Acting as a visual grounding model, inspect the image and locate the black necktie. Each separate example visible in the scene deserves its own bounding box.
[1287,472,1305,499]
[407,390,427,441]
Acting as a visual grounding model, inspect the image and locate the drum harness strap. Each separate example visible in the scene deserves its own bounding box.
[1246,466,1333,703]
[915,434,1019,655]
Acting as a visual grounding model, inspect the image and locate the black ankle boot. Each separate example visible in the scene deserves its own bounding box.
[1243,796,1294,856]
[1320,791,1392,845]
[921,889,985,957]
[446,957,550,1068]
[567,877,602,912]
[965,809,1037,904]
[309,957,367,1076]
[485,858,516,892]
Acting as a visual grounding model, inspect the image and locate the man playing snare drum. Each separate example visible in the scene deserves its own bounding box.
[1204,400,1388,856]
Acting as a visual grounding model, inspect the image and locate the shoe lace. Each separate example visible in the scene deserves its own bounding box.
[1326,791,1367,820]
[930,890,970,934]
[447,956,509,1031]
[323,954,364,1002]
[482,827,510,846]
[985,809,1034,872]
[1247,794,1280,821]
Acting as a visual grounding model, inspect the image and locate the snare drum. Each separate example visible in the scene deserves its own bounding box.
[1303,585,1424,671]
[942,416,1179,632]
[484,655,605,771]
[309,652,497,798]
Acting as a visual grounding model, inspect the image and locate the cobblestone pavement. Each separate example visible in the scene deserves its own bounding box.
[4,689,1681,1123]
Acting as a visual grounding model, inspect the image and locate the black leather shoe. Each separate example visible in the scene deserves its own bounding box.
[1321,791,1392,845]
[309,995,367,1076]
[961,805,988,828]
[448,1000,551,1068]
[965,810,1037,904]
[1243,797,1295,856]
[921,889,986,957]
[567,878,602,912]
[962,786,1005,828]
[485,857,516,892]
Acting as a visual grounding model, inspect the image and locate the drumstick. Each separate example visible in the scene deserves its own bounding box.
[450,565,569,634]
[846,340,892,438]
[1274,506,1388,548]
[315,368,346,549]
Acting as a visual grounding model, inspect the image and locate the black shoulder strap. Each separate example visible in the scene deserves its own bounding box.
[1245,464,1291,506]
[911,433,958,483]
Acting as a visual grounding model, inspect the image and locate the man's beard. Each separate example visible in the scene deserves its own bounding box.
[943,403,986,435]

▶ **WHAT IS EXPECTED**
The answer consists solely of the lines from the one containing "locate the man's" through the last line of the data above, reproduced exactly.

▶ **RESULT**
Acting as a visual grounding model, inspect the image and locate the man's beard. Each separate example visible in the scene deserves its own bounding box.
[943,403,986,435]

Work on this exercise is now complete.